## WHAT IS BEING ASKED
Retype, without alteration, each line from the line containing "Target: table lamp" to the final line of the records.

## EXCERPTED RECORDS

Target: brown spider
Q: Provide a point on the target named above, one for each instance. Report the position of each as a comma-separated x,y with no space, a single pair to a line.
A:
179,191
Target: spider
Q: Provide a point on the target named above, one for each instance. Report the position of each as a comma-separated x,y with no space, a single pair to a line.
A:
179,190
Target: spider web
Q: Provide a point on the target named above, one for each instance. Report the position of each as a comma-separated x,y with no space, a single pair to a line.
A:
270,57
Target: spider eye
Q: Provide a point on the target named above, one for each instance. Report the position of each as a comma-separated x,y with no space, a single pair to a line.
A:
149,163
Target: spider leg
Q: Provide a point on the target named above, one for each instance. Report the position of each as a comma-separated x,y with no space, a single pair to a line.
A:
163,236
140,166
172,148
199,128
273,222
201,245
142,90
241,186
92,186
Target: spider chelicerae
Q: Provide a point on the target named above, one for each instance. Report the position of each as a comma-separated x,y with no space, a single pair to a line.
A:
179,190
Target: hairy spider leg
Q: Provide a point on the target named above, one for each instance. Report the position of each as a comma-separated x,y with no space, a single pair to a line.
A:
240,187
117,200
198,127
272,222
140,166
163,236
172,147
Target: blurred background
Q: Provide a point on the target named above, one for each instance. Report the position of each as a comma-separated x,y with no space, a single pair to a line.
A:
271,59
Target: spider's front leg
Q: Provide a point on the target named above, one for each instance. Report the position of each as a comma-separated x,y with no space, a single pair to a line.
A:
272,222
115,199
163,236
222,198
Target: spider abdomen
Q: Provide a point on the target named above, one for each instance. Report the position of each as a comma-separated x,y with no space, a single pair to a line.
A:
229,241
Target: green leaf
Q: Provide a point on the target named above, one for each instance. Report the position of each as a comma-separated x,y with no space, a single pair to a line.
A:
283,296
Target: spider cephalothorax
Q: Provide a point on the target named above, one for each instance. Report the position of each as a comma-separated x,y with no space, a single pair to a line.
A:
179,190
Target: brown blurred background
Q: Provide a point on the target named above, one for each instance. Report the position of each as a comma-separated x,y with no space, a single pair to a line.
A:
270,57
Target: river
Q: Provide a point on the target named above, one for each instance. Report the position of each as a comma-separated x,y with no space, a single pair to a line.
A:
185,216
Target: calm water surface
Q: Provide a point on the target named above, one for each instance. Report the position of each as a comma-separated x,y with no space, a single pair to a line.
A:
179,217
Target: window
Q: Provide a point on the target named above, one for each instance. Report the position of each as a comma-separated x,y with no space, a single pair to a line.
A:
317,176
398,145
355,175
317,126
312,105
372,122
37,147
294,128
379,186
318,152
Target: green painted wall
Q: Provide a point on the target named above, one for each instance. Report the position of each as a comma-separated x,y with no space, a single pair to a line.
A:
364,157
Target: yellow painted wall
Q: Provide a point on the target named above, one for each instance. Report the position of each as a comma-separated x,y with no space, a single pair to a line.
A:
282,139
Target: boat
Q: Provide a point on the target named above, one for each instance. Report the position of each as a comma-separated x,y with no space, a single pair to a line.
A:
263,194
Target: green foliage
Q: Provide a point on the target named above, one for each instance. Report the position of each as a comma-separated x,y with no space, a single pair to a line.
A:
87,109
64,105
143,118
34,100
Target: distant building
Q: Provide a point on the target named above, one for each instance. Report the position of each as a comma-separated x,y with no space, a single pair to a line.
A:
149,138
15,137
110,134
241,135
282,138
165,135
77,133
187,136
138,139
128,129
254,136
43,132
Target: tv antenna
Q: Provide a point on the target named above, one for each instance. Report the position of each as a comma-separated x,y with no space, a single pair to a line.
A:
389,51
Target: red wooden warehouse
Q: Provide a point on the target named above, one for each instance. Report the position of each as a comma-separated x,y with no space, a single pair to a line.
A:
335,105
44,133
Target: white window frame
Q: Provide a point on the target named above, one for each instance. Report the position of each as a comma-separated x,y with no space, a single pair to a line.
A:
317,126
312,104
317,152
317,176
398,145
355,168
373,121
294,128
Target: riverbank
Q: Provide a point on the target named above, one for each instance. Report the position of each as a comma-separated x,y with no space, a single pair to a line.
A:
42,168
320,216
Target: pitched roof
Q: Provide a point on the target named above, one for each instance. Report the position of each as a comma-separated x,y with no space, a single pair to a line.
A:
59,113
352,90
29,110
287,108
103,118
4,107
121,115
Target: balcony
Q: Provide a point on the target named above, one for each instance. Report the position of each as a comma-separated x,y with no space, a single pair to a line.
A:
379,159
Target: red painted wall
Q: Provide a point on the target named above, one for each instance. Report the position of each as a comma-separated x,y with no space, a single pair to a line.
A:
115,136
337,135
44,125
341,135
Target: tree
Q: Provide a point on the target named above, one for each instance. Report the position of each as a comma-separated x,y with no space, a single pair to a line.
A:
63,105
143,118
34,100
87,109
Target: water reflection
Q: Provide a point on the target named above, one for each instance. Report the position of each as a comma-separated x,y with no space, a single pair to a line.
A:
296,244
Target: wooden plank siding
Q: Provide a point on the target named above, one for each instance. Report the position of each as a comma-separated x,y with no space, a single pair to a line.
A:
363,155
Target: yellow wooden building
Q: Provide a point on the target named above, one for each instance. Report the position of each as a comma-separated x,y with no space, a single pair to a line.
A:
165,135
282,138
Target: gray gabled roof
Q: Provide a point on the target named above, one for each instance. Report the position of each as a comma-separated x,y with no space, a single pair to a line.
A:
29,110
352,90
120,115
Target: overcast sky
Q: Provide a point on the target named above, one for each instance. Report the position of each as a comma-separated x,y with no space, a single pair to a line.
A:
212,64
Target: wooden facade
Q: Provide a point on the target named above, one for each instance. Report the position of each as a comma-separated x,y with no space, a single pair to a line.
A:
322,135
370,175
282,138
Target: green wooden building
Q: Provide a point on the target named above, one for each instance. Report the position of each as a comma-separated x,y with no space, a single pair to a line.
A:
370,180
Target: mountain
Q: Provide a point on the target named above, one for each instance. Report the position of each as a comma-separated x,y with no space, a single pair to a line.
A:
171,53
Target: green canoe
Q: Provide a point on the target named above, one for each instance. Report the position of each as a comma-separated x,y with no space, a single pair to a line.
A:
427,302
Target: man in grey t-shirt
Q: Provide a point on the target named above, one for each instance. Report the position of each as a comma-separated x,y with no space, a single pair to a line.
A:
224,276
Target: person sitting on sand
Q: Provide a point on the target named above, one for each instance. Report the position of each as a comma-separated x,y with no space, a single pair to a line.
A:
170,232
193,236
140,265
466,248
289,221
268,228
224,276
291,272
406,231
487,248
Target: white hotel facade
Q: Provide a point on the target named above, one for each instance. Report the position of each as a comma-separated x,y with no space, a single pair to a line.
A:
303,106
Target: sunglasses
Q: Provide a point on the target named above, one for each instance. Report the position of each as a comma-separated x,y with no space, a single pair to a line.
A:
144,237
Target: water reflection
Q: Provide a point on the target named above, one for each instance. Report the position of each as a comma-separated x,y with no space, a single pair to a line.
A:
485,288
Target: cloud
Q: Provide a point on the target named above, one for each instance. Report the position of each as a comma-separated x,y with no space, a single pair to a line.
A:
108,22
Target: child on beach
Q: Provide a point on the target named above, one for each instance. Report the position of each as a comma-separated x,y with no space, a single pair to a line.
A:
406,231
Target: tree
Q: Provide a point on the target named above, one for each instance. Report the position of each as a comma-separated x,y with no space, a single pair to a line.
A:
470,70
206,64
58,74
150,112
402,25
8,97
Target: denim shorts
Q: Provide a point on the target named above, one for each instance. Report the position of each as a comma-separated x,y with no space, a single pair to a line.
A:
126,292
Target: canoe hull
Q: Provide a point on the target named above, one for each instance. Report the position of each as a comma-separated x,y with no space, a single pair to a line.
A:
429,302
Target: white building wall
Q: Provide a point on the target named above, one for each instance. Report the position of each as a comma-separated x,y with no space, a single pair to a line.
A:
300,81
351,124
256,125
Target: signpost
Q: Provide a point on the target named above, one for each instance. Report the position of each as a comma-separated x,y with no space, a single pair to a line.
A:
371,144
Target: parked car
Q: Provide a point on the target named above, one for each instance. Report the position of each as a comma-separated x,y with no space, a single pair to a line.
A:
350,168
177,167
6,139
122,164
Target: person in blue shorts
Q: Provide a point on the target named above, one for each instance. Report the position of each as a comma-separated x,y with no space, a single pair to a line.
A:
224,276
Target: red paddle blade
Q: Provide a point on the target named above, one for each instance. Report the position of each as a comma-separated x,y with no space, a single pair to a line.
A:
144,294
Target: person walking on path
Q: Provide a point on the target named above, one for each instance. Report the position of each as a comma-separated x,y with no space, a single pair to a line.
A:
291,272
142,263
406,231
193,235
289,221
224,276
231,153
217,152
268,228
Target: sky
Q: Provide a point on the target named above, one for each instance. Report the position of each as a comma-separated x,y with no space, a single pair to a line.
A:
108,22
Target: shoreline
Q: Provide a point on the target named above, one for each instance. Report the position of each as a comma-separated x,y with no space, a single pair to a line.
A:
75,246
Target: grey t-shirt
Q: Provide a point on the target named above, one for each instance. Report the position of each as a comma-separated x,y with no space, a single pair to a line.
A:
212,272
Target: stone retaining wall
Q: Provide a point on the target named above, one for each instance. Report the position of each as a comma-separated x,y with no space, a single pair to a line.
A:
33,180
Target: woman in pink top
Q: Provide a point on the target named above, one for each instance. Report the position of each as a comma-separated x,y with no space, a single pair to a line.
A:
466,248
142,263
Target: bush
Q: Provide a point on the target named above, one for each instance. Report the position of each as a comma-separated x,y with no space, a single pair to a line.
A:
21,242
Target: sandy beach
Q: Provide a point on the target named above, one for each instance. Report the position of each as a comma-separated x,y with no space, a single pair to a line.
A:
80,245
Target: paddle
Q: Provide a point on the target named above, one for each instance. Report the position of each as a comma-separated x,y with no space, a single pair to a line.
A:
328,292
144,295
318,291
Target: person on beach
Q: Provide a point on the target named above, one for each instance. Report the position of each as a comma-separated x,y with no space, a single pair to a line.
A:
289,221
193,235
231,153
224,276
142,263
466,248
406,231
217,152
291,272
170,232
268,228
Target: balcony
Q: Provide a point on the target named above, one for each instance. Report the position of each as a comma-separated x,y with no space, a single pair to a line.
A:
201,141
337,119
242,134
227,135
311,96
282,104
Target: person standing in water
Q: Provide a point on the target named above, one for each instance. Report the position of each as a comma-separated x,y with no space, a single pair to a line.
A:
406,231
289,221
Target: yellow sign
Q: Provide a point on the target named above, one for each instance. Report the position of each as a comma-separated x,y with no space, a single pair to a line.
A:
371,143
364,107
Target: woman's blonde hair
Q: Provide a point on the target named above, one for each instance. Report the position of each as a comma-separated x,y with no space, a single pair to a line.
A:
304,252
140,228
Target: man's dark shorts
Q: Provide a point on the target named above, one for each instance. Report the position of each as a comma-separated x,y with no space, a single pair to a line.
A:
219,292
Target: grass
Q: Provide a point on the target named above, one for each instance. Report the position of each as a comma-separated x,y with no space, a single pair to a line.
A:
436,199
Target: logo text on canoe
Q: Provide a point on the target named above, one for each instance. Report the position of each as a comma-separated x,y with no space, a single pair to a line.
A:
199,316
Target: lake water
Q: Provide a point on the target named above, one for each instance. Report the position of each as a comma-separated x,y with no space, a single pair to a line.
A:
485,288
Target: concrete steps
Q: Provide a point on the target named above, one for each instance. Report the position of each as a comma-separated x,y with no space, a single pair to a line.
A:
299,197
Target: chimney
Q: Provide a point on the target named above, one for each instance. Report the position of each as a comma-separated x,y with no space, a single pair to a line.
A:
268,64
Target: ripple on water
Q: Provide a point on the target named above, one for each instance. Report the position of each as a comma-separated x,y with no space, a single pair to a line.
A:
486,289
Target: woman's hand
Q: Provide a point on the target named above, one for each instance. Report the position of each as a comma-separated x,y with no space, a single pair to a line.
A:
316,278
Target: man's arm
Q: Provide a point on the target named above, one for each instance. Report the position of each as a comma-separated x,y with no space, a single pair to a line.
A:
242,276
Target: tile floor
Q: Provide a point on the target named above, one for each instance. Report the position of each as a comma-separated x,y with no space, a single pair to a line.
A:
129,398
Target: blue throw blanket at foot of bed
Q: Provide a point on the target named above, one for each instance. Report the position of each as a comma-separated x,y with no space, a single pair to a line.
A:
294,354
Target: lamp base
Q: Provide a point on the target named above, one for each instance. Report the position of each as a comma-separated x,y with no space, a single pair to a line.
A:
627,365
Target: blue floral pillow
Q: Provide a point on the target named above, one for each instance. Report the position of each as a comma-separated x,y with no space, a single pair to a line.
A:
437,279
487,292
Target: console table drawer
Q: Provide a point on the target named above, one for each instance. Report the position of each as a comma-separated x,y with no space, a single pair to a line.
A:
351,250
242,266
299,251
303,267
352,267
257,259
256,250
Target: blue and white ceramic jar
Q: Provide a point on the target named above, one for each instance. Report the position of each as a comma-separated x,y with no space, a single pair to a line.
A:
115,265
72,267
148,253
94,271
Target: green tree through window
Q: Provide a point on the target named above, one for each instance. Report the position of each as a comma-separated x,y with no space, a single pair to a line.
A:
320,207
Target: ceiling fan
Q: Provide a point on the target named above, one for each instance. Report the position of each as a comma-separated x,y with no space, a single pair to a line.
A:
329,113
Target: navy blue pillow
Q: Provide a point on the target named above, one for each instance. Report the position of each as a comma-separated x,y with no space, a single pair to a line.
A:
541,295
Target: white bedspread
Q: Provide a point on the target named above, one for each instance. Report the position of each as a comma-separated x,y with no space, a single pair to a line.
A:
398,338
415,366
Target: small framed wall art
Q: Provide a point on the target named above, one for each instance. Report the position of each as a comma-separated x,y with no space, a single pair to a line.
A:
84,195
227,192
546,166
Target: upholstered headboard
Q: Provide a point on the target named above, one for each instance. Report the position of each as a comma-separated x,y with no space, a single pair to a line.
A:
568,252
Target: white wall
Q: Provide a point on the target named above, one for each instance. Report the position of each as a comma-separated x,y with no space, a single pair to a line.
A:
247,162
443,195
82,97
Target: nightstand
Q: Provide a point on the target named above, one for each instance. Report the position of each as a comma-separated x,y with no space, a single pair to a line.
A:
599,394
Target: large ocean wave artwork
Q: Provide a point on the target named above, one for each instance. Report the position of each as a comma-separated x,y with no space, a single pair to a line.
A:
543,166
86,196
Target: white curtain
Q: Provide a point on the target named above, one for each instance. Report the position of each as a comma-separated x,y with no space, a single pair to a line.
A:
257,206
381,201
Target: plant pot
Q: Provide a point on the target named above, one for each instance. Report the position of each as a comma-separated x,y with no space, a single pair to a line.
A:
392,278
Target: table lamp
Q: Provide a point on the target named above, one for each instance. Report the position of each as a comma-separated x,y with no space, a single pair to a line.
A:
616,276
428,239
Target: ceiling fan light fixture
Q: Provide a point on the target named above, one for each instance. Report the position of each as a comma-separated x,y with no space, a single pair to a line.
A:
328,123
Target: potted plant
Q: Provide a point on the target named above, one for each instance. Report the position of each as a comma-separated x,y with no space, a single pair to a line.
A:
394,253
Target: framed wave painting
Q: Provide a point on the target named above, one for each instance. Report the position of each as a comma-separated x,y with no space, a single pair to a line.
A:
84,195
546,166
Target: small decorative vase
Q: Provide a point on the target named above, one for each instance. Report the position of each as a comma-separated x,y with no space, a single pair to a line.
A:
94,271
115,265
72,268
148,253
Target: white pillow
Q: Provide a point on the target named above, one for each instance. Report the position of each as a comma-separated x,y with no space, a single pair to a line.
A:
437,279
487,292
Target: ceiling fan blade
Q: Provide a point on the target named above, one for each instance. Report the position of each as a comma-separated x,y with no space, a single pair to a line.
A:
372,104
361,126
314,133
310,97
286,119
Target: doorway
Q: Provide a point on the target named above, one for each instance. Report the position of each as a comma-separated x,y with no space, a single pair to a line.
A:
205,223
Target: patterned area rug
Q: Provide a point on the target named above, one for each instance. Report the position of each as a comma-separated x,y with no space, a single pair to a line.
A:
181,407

## EXERCISE ANSWER
Target: table lamp
Q: Provide a point on the target named above, one for each instance. Report the position of each as a comma-separated x,y with no space, a single pair to a line.
A:
616,276
428,239
Target: ceiling fan light fixture
Q: Provide a point on the target named above, one for each instance. Report the position of each as a comma-separated x,y with no space, a single pair to a line.
A:
328,123
Target: potted plant
Q: Provide a point on the target named above, one for each instance. Report the position of each as a comma-separated x,y with no space, a single pair to a line.
A:
394,253
Target: framed wave painting
Q: Provide a point on the target named above, one for each instance. Report the position of each as a comma-separated x,y with no space, a single pair to a line.
A:
84,195
546,166
Target: small decorative vase
Q: Provide a point on the target named above, one for each instance. Report the position of each as a comma-separated x,y with no space, a single pair to a line.
A:
94,271
115,265
72,268
148,253
Target: white pillow
Q: Provide a point on the target named above, one for each instance. Report the position of each as a comma-separated x,y with no space, a single pair to a line.
A:
437,279
487,292
Target: ceiling fan blade
Q: Provide a point on the target named above, one for each instance. Report the position of each as a comma-separated x,y with no space, a single pair to a line.
A:
372,104
361,126
314,133
310,97
286,119
Target: doorway
Q: Provide a point on the target named above, one for each instance. Report the position of each as a comma-separated x,y with no space, a single pair to a line.
A:
205,223
Target: patterned area rug
Q: Provide a point on the target named above, one for each instance. Report the position of each as a comma-separated x,y with no space, a single pair to a line.
A:
181,407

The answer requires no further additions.